— begin EXTRACTED ENTRIES —

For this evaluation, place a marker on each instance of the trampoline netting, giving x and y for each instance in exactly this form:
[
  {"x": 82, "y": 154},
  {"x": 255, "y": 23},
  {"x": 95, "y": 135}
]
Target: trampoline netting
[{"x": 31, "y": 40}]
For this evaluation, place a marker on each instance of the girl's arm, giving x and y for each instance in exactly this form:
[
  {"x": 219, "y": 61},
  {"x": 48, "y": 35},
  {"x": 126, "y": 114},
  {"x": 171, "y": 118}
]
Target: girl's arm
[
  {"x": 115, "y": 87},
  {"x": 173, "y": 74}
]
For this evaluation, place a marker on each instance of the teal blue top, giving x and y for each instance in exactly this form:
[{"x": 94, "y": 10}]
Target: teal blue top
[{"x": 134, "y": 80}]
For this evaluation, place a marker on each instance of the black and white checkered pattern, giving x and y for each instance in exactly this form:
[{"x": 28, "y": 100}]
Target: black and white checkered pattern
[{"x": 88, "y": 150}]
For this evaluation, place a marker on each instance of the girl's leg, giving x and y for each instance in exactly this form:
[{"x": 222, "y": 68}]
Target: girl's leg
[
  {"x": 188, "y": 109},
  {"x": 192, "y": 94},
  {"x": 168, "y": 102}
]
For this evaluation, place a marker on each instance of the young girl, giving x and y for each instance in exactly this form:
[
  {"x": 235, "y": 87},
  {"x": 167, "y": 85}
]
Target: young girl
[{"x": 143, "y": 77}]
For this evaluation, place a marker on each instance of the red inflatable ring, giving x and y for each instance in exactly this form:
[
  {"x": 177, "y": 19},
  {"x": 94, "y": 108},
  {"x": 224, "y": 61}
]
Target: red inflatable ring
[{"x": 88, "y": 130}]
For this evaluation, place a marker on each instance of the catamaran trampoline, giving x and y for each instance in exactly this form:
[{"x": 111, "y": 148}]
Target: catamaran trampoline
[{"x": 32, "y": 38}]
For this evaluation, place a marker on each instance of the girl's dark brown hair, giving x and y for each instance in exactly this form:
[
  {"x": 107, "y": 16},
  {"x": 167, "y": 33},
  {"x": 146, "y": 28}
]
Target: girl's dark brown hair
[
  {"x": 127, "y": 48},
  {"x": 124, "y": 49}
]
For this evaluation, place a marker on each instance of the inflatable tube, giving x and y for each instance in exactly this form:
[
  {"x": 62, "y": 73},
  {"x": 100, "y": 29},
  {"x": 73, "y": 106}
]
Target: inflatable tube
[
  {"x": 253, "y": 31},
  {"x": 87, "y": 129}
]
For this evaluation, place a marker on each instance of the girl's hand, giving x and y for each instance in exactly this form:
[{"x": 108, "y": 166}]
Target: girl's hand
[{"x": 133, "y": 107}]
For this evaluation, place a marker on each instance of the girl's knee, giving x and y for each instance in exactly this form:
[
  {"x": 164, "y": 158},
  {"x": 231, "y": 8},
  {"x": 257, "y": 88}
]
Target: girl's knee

— end EXTRACTED ENTRIES —

**PROBLEM STATEMENT**
Please change "place a marker on" to "put a point on" throughout the records above and reproduce them with nothing else altered.

**CORRECT ANSWER**
For this evaluation, put a point on each instance of the trampoline netting, giving x and y for each instance in exactly this form:
[
  {"x": 82, "y": 154},
  {"x": 255, "y": 23},
  {"x": 95, "y": 135}
]
Target: trampoline netting
[{"x": 31, "y": 40}]
For this evaluation, put a point on each instance of the girl's arm, giving x and y for each instance in exactly this form:
[
  {"x": 219, "y": 61},
  {"x": 48, "y": 35},
  {"x": 126, "y": 114},
  {"x": 171, "y": 118}
]
Target: girl's arm
[
  {"x": 115, "y": 87},
  {"x": 173, "y": 74}
]
For this evaluation, put a point on each instance of the teal blue top, giving x and y for each instance in exactly this form:
[{"x": 94, "y": 10}]
Target: teal blue top
[{"x": 134, "y": 80}]
For this evaluation, put a point on each instance of the black and white checkered pattern, giving x and y for each instance in exactly this form:
[{"x": 28, "y": 100}]
Target: black and white checkered pattern
[{"x": 88, "y": 150}]
For this evaluation, put a point on each instance of the girl's leg, giving x and y for each instance in exactly this form:
[{"x": 222, "y": 68}]
Target: girl's leg
[
  {"x": 188, "y": 109},
  {"x": 192, "y": 94},
  {"x": 168, "y": 102}
]
For this evaluation, put a point on each instance of the young girl, giving x and y for each instance in exactly this form:
[
  {"x": 235, "y": 87},
  {"x": 167, "y": 85}
]
Target: young girl
[{"x": 143, "y": 77}]
For this evaluation, put a point on each instance of the red inflatable ring, giving x and y for each instance in exactly this form:
[
  {"x": 177, "y": 19},
  {"x": 94, "y": 108},
  {"x": 224, "y": 61}
]
Target: red inflatable ring
[{"x": 88, "y": 130}]
For this evaluation, put a point on each instance of the catamaran trampoline, giving x and y for each instance in exactly this form:
[{"x": 111, "y": 148}]
Target: catamaran trampoline
[{"x": 32, "y": 38}]
For this evaluation, put a point on each instance of the girl's dark brown hair, giving x and y for each instance in exactly this form:
[
  {"x": 107, "y": 16},
  {"x": 167, "y": 33},
  {"x": 146, "y": 28}
]
Target: girl's dark brown hair
[
  {"x": 127, "y": 48},
  {"x": 124, "y": 49}
]
For this evaluation, put a point on each instance of the inflatable tube, giving x and y for each instance in exactly this form:
[
  {"x": 62, "y": 73},
  {"x": 100, "y": 29},
  {"x": 73, "y": 106}
]
Target: inflatable tube
[
  {"x": 253, "y": 31},
  {"x": 87, "y": 129}
]
For this evaluation, put a point on each instance of the girl's hand, giving x and y for each instance in exactly this form:
[{"x": 108, "y": 166}]
Target: girl's hand
[{"x": 133, "y": 107}]
For this evaluation, put a point on each instance of the girl's knee, giving x and y for each instance in exactly this form:
[
  {"x": 164, "y": 158},
  {"x": 231, "y": 8},
  {"x": 257, "y": 88}
]
Target: girl's knee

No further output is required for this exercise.